Task to complete: Every record below should be printed exactly as it appears.

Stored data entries
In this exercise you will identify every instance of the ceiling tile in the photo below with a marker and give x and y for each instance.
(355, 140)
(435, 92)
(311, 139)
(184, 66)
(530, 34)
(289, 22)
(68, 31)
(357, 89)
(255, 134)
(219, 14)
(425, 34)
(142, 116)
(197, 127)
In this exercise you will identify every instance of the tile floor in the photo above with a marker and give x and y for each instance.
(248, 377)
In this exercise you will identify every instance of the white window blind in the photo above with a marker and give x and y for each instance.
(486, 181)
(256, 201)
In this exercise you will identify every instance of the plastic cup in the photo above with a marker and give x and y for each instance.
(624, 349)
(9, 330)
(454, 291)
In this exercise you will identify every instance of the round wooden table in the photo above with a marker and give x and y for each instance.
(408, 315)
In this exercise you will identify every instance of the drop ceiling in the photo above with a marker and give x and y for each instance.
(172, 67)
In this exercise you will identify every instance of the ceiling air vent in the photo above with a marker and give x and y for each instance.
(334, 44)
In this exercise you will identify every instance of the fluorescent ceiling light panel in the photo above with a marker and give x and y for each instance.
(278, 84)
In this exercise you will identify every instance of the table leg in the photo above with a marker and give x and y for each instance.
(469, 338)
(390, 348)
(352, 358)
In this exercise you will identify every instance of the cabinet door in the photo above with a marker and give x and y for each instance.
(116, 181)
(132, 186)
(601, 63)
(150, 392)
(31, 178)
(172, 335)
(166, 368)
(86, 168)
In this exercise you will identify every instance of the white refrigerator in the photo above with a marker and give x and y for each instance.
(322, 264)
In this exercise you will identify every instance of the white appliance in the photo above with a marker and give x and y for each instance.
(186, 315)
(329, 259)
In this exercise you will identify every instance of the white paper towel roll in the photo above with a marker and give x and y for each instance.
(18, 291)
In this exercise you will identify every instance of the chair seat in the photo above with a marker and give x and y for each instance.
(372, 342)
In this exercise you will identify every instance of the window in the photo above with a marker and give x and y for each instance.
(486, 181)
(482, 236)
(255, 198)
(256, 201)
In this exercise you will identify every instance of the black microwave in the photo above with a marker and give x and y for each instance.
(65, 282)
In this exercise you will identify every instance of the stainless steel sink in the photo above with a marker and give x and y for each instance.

Answer for the task:
In this exercise you will identify every instance of the ceiling tile in the photo below with a marker and give x and y for each instance.
(355, 140)
(435, 92)
(311, 139)
(184, 66)
(530, 34)
(289, 22)
(68, 31)
(357, 89)
(255, 134)
(219, 14)
(425, 34)
(142, 116)
(197, 127)
In this exercise you will identify every instance of the tile floor in the photo above with a marker and give x and y for each instance.
(248, 377)
In this exercise you will identify every instance of the white window blind in the photo above with a marker and give x and y for each instance.
(486, 181)
(256, 201)
In this exercise you will identify every instance of the plastic cup in the photo above with a marker and give x and y for each instance.
(624, 349)
(9, 330)
(454, 291)
In this exercise you will identify every instance of the round wooden table in the photo above with a marker and give x and y for each instance.
(408, 315)
In this exercise you will identify every instance of the drop ceiling in the photo above with a marker and give x and y for each instance.
(172, 67)
In this exercise you will identify every instance of the ceiling air vent in the photo above with a marker and give x and y for each instance.
(334, 44)
In this exercise you will identify every instance of the fluorescent ceiling light panel in the photo above with a marker and give x and y for each instance.
(278, 84)
In this exercise you will identify every instance of the table leg in the photo above with a marker and give x and y for each instance.
(469, 338)
(390, 348)
(352, 358)
In this exercise you will identify every instance of the cabinet door in the photo above with a marker and give x and y for each instance.
(116, 181)
(132, 186)
(601, 63)
(150, 392)
(31, 178)
(172, 335)
(166, 368)
(86, 168)
In this exercise you will identify every instance of the white refrigerator in the photo above with a marker and give x and y for each instance.
(322, 264)
In this exercise you will identify every instance of the white appliance in the photo above with a marker and give x and y for each instance.
(186, 315)
(329, 259)
In this exercise you will identify every instance of the white paper towel roll in the photo above with a marker and give x and y for each instance.
(18, 291)
In this exercise you will identify every instance of the chair seat in the photo above with a marker and give x and y for each instance.
(372, 342)
In this exercise you will identify every instance of the window in the photo above with a marker and give x and y for each instance.
(486, 181)
(482, 236)
(255, 198)
(256, 201)
In this exercise you will identify every instance of the black microwave in the photo above with a marker and give x and y for each instance.
(65, 282)
In this exercise you will identify every instance of the stainless steel sink in the photo above with a marker and give x and y for each instance.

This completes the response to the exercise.